Reproduce the data below line for line, omitting the pictures.

▼▼▼

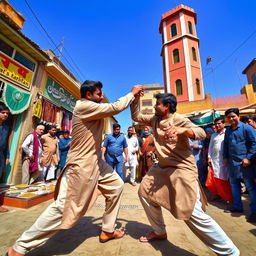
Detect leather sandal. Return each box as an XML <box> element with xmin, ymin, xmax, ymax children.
<box><xmin>139</xmin><ymin>231</ymin><xmax>167</xmax><ymax>243</ymax></box>
<box><xmin>99</xmin><ymin>229</ymin><xmax>124</xmax><ymax>243</ymax></box>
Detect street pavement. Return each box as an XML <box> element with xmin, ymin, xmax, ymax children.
<box><xmin>0</xmin><ymin>183</ymin><xmax>256</xmax><ymax>256</ymax></box>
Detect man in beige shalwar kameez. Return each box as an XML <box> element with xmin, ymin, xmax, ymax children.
<box><xmin>7</xmin><ymin>80</ymin><xmax>143</xmax><ymax>256</ymax></box>
<box><xmin>40</xmin><ymin>125</ymin><xmax>60</xmax><ymax>181</ymax></box>
<box><xmin>131</xmin><ymin>93</ymin><xmax>240</xmax><ymax>256</ymax></box>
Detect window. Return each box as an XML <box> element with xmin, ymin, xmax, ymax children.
<box><xmin>192</xmin><ymin>47</ymin><xmax>197</xmax><ymax>61</ymax></box>
<box><xmin>172</xmin><ymin>49</ymin><xmax>180</xmax><ymax>64</ymax></box>
<box><xmin>175</xmin><ymin>79</ymin><xmax>183</xmax><ymax>95</ymax></box>
<box><xmin>171</xmin><ymin>23</ymin><xmax>178</xmax><ymax>36</ymax></box>
<box><xmin>196</xmin><ymin>79</ymin><xmax>201</xmax><ymax>95</ymax></box>
<box><xmin>14</xmin><ymin>51</ymin><xmax>35</xmax><ymax>71</ymax></box>
<box><xmin>188</xmin><ymin>21</ymin><xmax>193</xmax><ymax>35</ymax></box>
<box><xmin>141</xmin><ymin>100</ymin><xmax>152</xmax><ymax>107</ymax></box>
<box><xmin>0</xmin><ymin>39</ymin><xmax>13</xmax><ymax>57</ymax></box>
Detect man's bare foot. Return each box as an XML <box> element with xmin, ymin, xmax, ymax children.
<box><xmin>5</xmin><ymin>247</ymin><xmax>25</xmax><ymax>256</ymax></box>
<box><xmin>0</xmin><ymin>206</ymin><xmax>9</xmax><ymax>212</ymax></box>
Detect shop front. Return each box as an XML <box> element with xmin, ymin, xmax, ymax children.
<box><xmin>0</xmin><ymin>38</ymin><xmax>36</xmax><ymax>183</ymax></box>
<box><xmin>34</xmin><ymin>76</ymin><xmax>77</xmax><ymax>131</ymax></box>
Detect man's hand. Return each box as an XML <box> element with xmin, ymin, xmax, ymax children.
<box><xmin>164</xmin><ymin>126</ymin><xmax>194</xmax><ymax>139</ymax></box>
<box><xmin>241</xmin><ymin>158</ymin><xmax>251</xmax><ymax>167</ymax></box>
<box><xmin>131</xmin><ymin>85</ymin><xmax>144</xmax><ymax>97</ymax></box>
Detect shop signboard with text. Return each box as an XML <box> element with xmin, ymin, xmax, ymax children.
<box><xmin>0</xmin><ymin>52</ymin><xmax>33</xmax><ymax>90</ymax></box>
<box><xmin>44</xmin><ymin>77</ymin><xmax>77</xmax><ymax>112</ymax></box>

▲▲▲

◆ TASK SOLUTION
Detect leather sandal. Return each box as an XML <box> element with xmin, ymin, xmax, ymax children.
<box><xmin>139</xmin><ymin>231</ymin><xmax>167</xmax><ymax>243</ymax></box>
<box><xmin>99</xmin><ymin>229</ymin><xmax>124</xmax><ymax>243</ymax></box>
Detect street pavement. Return each box as an XML <box> element with xmin, ymin, xmax, ymax children.
<box><xmin>0</xmin><ymin>183</ymin><xmax>256</xmax><ymax>256</ymax></box>
Detect man in beige shalwar kameez. Return each box as an XML <box> element with xmin, ymin, xmax, ymax children.
<box><xmin>7</xmin><ymin>80</ymin><xmax>143</xmax><ymax>256</ymax></box>
<box><xmin>40</xmin><ymin>125</ymin><xmax>60</xmax><ymax>181</ymax></box>
<box><xmin>131</xmin><ymin>93</ymin><xmax>240</xmax><ymax>256</ymax></box>
Detect window. Return each box as an XML <box> element with xmin, ymin, xmax, ymax children.
<box><xmin>192</xmin><ymin>47</ymin><xmax>197</xmax><ymax>61</ymax></box>
<box><xmin>172</xmin><ymin>49</ymin><xmax>180</xmax><ymax>64</ymax></box>
<box><xmin>175</xmin><ymin>79</ymin><xmax>183</xmax><ymax>95</ymax></box>
<box><xmin>171</xmin><ymin>23</ymin><xmax>178</xmax><ymax>36</ymax></box>
<box><xmin>196</xmin><ymin>79</ymin><xmax>201</xmax><ymax>95</ymax></box>
<box><xmin>14</xmin><ymin>51</ymin><xmax>35</xmax><ymax>71</ymax></box>
<box><xmin>188</xmin><ymin>21</ymin><xmax>193</xmax><ymax>35</ymax></box>
<box><xmin>141</xmin><ymin>100</ymin><xmax>152</xmax><ymax>107</ymax></box>
<box><xmin>0</xmin><ymin>39</ymin><xmax>13</xmax><ymax>57</ymax></box>
Detect man's bare foot. Return each box as an XML <box> element with xmin, ymin, xmax, ymax children.
<box><xmin>5</xmin><ymin>247</ymin><xmax>25</xmax><ymax>256</ymax></box>
<box><xmin>0</xmin><ymin>206</ymin><xmax>9</xmax><ymax>212</ymax></box>
Detect shop front. Return each box as an XML <box> element with xmin, ymin, xmax, ymax children.
<box><xmin>0</xmin><ymin>38</ymin><xmax>36</xmax><ymax>183</ymax></box>
<box><xmin>34</xmin><ymin>76</ymin><xmax>77</xmax><ymax>131</ymax></box>
Detect man's hand. Return each box as an XML <box> element with xmin, ymin, xmax, ymax children.
<box><xmin>164</xmin><ymin>126</ymin><xmax>194</xmax><ymax>139</ymax></box>
<box><xmin>241</xmin><ymin>158</ymin><xmax>251</xmax><ymax>167</ymax></box>
<box><xmin>131</xmin><ymin>85</ymin><xmax>144</xmax><ymax>97</ymax></box>
Detect shop signboard with text. Return each box as an XML <box> element with xmin, ymin, xmax, ymax children.
<box><xmin>0</xmin><ymin>52</ymin><xmax>33</xmax><ymax>90</ymax></box>
<box><xmin>44</xmin><ymin>77</ymin><xmax>77</xmax><ymax>112</ymax></box>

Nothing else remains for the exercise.